• _TASK MATERIAL_
______

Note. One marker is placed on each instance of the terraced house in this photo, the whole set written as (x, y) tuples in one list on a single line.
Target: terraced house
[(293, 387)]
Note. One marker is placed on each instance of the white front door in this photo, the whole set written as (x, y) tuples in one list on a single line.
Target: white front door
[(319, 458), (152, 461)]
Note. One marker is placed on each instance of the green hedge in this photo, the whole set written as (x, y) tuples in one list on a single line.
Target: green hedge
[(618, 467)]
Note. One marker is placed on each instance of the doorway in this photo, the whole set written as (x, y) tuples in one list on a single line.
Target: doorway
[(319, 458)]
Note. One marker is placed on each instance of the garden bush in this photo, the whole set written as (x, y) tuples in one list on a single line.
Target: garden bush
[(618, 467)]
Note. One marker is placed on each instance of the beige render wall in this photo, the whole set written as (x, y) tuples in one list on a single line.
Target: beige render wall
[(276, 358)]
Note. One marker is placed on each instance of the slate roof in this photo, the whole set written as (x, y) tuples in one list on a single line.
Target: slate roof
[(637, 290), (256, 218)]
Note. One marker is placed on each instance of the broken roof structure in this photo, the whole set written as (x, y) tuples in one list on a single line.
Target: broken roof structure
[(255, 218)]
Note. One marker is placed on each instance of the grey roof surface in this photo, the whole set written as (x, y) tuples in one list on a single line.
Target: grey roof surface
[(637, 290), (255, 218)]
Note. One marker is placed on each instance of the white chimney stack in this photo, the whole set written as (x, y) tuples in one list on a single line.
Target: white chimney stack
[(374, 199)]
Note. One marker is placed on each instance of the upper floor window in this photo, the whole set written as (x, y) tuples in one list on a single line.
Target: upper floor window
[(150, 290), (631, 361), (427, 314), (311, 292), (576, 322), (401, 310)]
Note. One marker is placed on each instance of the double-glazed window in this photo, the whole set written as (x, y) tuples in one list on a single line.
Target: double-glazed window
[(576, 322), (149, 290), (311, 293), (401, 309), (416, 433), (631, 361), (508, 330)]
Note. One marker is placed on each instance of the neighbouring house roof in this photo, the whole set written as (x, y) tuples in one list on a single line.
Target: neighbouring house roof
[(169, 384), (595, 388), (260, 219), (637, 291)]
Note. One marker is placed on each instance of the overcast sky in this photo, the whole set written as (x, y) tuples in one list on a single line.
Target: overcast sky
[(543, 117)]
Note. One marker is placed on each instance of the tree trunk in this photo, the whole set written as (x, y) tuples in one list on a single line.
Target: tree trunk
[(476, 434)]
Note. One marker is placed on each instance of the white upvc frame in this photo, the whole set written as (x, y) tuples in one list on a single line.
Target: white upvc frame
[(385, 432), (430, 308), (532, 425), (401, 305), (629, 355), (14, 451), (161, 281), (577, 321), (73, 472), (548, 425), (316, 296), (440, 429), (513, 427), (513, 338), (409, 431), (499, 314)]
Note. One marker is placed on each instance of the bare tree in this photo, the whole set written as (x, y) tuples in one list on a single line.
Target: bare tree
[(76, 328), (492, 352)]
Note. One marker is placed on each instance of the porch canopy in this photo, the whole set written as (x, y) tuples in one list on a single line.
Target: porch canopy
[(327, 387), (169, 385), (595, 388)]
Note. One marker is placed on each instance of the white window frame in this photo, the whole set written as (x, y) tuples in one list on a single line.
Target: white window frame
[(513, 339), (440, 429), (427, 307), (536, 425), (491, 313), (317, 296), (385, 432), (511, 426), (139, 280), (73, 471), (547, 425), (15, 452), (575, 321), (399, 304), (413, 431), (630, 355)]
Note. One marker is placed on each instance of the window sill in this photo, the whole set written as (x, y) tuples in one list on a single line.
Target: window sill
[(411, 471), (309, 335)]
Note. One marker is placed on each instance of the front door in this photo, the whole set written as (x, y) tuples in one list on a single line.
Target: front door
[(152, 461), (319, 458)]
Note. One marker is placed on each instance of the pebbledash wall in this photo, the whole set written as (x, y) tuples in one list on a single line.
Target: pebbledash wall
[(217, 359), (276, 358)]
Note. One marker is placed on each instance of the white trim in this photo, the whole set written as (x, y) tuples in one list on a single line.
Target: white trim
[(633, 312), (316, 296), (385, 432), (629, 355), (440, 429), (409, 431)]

______

• _DIRECTIVE_
Rewrite every line of the listing above, from the line containing "Note. One marker is placed on each instance of the slate" through the line containing "361), (508, 330)]", both included. Add 94 to every coordinate in the answers and keep all other text unchanged.

• _SOLUTION_
Note. One marker is placed on each instance of the slate roof in this photo, the whole set written as (x, y) tuples in one list on a single line.
Target: slate roof
[(731, 384), (350, 312)]
Note. One marker is placed on each instance of the broken roof structure in this photo, the whole set written as (x, y) tuples in one list on a single line.
Target: broken roof structure
[(349, 312)]
Note. One marker is placed on each instance of the grey roof surface in this photo, the whole set written as (x, y) tuples in one list on a single line.
Target: grey roof surface
[(731, 384), (349, 312)]
Note. One marker is placed on each instance of the white chimney stack in this photo, the whole set written as (x, y) tuples in one list on a single line.
Target: white chimney stack
[(468, 293)]
Note. One marker is placed on each instance of the upper floor window in this photo, the whole set written as (x, y) tuples in one list on a single line.
Target: upper floor window
[(244, 384), (725, 455), (521, 408), (405, 386), (670, 416), (495, 404)]
Note. One marker is placed on each instance of the double-glazed window in this photo, the whole set written as (x, y) tuples in one list on a single line.
Target: double-glazed window
[(670, 416), (243, 384), (405, 387), (495, 403), (510, 527), (725, 455), (602, 424)]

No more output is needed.